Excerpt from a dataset
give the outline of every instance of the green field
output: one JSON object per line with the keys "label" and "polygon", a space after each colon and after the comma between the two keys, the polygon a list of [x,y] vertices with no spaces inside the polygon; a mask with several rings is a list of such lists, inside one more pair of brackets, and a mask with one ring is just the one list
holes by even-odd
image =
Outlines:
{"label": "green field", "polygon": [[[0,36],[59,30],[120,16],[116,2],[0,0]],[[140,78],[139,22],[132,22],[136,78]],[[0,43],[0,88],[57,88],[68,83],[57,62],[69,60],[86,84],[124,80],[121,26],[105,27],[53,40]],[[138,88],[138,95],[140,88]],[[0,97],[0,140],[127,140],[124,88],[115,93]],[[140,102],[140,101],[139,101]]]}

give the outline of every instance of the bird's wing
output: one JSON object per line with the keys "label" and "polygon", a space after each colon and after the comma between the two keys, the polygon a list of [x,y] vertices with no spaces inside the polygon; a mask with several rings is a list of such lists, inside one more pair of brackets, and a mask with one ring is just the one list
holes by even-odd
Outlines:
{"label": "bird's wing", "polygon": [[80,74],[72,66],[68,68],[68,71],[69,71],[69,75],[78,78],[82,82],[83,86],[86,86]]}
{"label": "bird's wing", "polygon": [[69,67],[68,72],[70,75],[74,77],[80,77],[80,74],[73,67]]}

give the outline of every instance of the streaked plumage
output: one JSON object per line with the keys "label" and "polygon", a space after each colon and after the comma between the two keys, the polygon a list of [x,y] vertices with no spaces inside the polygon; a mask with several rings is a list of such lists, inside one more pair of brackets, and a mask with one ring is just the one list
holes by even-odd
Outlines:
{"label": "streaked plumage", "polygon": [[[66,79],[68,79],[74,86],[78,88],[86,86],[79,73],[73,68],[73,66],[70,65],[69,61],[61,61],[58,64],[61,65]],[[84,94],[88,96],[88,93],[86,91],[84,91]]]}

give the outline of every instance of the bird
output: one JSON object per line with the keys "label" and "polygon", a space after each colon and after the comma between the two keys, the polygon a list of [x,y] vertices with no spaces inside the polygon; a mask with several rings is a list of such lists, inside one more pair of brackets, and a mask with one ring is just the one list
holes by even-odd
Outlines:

* _TASK INSTRUCTIONS_
Write out the whole listing again. Match it word for word.

* _RESPONSE BELOW_
give the outline of every instance of the green field
output: one JSON object per line with the keys "label" and "polygon", a space after each colon and after the comma between the two keys, the polygon a list of [x,y] vertices with no spaces inside the polygon; a mask with several rings is a list of such lists, inside one more pair of brackets, and a mask with one ring is just the one list
holes by even-odd
image =
Outlines:
{"label": "green field", "polygon": [[[0,36],[59,30],[120,16],[116,2],[0,0]],[[140,78],[139,22],[132,22],[136,78]],[[0,43],[0,88],[57,88],[68,83],[57,62],[69,60],[86,84],[124,80],[121,26],[105,27],[53,40]],[[138,88],[138,95],[140,88]],[[0,97],[0,140],[127,140],[124,88],[115,93]],[[140,102],[140,101],[139,101]]]}

give the outline of every instance of the bird's wing
output: one JSON object per line with the keys "label" and "polygon", a space after each colon and after the comma between the two keys, the polygon a list of [x,y] vertices with no spaces inside the polygon; a mask with several rings is a list of such lists, inside one more pair of brackets, and a mask with one ring is just the one list
holes by even-odd
Outlines:
{"label": "bird's wing", "polygon": [[80,74],[72,66],[68,68],[68,71],[69,71],[69,75],[78,78],[82,82],[83,86],[86,86]]}
{"label": "bird's wing", "polygon": [[69,67],[68,72],[70,75],[74,77],[80,77],[80,74],[73,67]]}

give the outline of every instance of the streaked plumage
output: one JSON object per line with the keys "label" and "polygon", a space after each colon and after the comma between the two keys, the polygon a list of [x,y] vertices with no spaces inside the polygon; a mask with several rings is a list of such lists, inside one more pair of brackets, and a mask with one ring is just the one list
holes by even-odd
Outlines:
{"label": "streaked plumage", "polygon": [[[66,79],[68,79],[74,86],[78,88],[86,86],[79,73],[73,68],[73,66],[70,65],[69,61],[61,61],[58,64],[61,65]],[[84,94],[88,96],[88,93],[86,91],[84,91]]]}

give the outline of every instance of the bird
output: one JSON object per line with the keys "label" and "polygon", a space after each colon and after the comma between the two keys, the polygon a list of [x,y] vertices with no spaces inside the polygon; a mask with several rings is a list of such lists, inside one more pair of brackets, and a mask with one ring is just the one list
holes by even-odd
Outlines:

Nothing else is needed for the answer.